**BRIEF**
Return every entry exactly as written.

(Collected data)
**********
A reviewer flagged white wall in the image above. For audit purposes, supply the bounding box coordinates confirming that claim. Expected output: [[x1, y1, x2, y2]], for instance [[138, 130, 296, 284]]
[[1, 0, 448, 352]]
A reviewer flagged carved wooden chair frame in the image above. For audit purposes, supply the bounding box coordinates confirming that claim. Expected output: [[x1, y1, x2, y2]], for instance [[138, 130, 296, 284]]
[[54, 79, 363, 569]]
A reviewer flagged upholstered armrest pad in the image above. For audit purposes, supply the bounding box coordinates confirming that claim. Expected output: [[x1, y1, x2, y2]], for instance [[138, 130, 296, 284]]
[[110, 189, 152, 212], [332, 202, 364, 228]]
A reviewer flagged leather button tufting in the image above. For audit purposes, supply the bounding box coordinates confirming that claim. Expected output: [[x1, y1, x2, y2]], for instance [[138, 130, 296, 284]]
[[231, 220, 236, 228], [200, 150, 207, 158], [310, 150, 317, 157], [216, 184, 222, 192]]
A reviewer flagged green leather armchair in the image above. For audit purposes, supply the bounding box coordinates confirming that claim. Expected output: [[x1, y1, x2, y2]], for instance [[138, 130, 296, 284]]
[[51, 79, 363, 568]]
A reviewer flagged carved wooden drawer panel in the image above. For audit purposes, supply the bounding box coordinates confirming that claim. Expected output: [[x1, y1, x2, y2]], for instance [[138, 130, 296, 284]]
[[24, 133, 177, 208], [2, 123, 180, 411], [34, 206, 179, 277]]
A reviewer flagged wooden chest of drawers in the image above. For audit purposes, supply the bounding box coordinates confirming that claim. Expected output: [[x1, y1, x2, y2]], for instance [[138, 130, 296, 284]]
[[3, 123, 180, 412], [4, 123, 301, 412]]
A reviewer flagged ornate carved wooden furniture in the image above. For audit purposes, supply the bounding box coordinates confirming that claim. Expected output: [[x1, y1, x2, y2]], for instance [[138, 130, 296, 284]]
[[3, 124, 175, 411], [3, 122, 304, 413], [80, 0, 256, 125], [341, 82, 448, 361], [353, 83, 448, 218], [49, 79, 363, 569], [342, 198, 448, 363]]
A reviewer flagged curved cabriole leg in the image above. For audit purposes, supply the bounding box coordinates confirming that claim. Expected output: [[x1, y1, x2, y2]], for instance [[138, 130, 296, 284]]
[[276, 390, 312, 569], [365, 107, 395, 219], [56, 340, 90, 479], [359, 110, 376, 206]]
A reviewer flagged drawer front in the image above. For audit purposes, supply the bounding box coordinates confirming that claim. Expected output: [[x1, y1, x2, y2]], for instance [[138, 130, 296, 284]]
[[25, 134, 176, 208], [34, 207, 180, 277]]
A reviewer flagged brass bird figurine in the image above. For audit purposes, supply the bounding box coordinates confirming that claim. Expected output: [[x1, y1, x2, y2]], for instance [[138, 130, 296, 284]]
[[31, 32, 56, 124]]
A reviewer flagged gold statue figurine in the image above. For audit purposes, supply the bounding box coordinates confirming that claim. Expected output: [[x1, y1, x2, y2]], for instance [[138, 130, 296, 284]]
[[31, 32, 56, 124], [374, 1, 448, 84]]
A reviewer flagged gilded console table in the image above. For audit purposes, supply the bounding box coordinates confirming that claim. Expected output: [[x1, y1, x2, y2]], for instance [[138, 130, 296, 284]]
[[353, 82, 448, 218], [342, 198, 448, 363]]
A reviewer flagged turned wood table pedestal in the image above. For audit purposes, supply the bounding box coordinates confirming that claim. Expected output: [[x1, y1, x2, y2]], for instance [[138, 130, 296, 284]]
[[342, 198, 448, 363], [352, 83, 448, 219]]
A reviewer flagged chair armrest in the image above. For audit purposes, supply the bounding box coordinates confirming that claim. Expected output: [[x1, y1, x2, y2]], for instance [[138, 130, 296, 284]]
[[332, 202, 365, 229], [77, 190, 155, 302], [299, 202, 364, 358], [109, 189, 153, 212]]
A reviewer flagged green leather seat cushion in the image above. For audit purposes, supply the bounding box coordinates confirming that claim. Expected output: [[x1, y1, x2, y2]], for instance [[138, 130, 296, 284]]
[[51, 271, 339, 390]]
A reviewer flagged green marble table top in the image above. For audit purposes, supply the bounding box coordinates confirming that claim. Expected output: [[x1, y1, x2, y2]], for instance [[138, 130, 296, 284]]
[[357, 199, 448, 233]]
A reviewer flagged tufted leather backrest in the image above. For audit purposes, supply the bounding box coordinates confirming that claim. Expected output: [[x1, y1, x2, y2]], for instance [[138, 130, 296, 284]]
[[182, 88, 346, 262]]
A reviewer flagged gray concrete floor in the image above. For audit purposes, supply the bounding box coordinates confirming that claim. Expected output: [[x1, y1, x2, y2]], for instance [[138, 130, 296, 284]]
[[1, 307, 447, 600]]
**********
**TASK SOLUTION**
A reviewer flagged white wall in the image above. For audit purposes, supply the bounding box coordinates confirming that claim. Expected output: [[x1, y1, x2, y2]], for instance [[138, 130, 296, 284]]
[[1, 0, 448, 352]]
A reviewer flagged carved wooden chair frame in the image above. For audit purposes, supply the bounding box coordinates confirming that claim. Expected output: [[x1, y1, x2, y2]], for instance [[138, 130, 296, 284]]
[[54, 79, 363, 569]]
A reviewer flagged upholstered armrest pad in the image above. For audit purposes, supply the bounding box coordinates confirming that claim. Expected output: [[x1, y1, x2, y2]], for instance [[138, 130, 296, 284]]
[[110, 189, 152, 212], [332, 202, 364, 228]]
A reviewer flagged leather button tufting in the image above. For audit purposes, supply the bounding box coordinates confirming that claim. Expected output: [[x1, y1, x2, y2]], for instance [[138, 130, 296, 284]]
[[231, 220, 236, 228], [200, 150, 207, 158], [310, 150, 317, 157], [216, 184, 222, 192]]
A reviewer flagged green leather armchair in the image above. For audit purposes, supply the bounding box coordinates confirming that claim. Expected output: [[x1, y1, x2, y2]], for instance [[138, 130, 296, 284]]
[[51, 79, 363, 568]]
A reviewer flagged carved wooden drawer panel in the image above. For audit purposes, supply the bounding box coordinates confirming that claim. Expected output: [[x1, y1, x2, y2]], for instance [[138, 130, 296, 284]]
[[24, 133, 177, 208], [2, 123, 180, 411], [34, 206, 179, 277]]
A reviewer flagged wooden chest of drawers in the image above. For audit purposes, supply the bounding box coordinates confirming that claim. Expected output: [[x1, y1, x2, y2]], for instance [[138, 130, 296, 284]]
[[3, 123, 180, 412], [4, 123, 301, 412]]
A reviewer flagged ornate carved wooden furniture in the image above. For audit purposes, supply the bounding box coordinates confirming that claim. Expected output: [[x1, y1, x2, y2]], for instance [[138, 130, 296, 284]]
[[3, 124, 175, 411], [3, 122, 304, 413], [80, 0, 256, 125], [341, 82, 448, 361], [353, 83, 448, 218], [49, 79, 363, 569], [342, 198, 448, 363]]
A reviewer flagged curved cabriole leg in the image above. For audit purposes, supply the bounding box coordinates confirming that claim. Expected output: [[x1, y1, x2, y2]], for instance [[138, 130, 296, 284]]
[[276, 390, 312, 569], [365, 107, 395, 219], [56, 340, 90, 479], [359, 110, 376, 206]]
A reviewer flagged drawer front in the image above. For audit purposes, supply the bounding box coordinates confirming that claim. Expected output: [[x1, y1, x2, y2]], for instance [[138, 130, 296, 284]]
[[25, 134, 176, 208], [34, 207, 180, 277]]
A reviewer flagged brass bird figurine in the image above. For audit purposes, supply the bounding box coordinates confirming that claim. Expected output: [[x1, y1, x2, y2]], for instance [[138, 130, 296, 284]]
[[31, 32, 56, 124]]
A reviewer flagged gold statue figurine in the image above. For audit purposes, supply the bounding box coordinates confirming that claim. Expected output: [[x1, y1, x2, y2]], for instance [[138, 130, 296, 284]]
[[31, 32, 56, 124], [374, 1, 448, 84]]
A reviewer flagged gilded console table in the image above. For audit purposes, supply the bounding box coordinates confirming that claim. Expected output: [[x1, y1, x2, y2]], for instance [[138, 130, 296, 284]]
[[353, 82, 448, 218], [342, 198, 448, 363]]
A reviewer flagged turned wood table pedestal in the image above. For audit purposes, supply the bounding box coordinates confirming that claim. Expected output: [[x1, y1, x2, y2]], for instance [[138, 130, 296, 284]]
[[342, 198, 448, 363], [352, 83, 448, 219]]
A reviewer flagged chair armrest in the image above. For audit purposes, supply the bounding box coordinates confirming that claim. Expected output: [[x1, y1, x2, y2]], for instance [[138, 130, 296, 284]]
[[332, 202, 365, 229], [77, 190, 155, 302], [299, 202, 364, 358], [109, 189, 153, 212]]
A reviewer flagged green leather seat cushion in the image above. For audit purposes, supply the bounding box coordinates confirming that claim. Expected output: [[x1, y1, x2, y2]], for instance [[138, 130, 296, 284]]
[[51, 271, 339, 390]]
A reviewer flagged green marble table top in the image above. For audit purposes, supply the bounding box coordinates confirming that claim. Expected output: [[x1, y1, x2, y2]], for instance [[138, 130, 296, 284]]
[[357, 199, 448, 233]]
A reviewer flagged tufted leather backrest in the image above. For audit purposes, supply the bounding box coordinates confirming that claim. Expected output: [[x1, y1, x2, y2]], for instance [[138, 130, 296, 284]]
[[182, 88, 346, 262]]
A reviewer flagged gray concrete floor in the image above. For audit purposes, supply the bounding box coordinates confirming that claim. Expected output: [[x1, y1, x2, y2]], for instance [[138, 130, 296, 284]]
[[1, 307, 447, 600]]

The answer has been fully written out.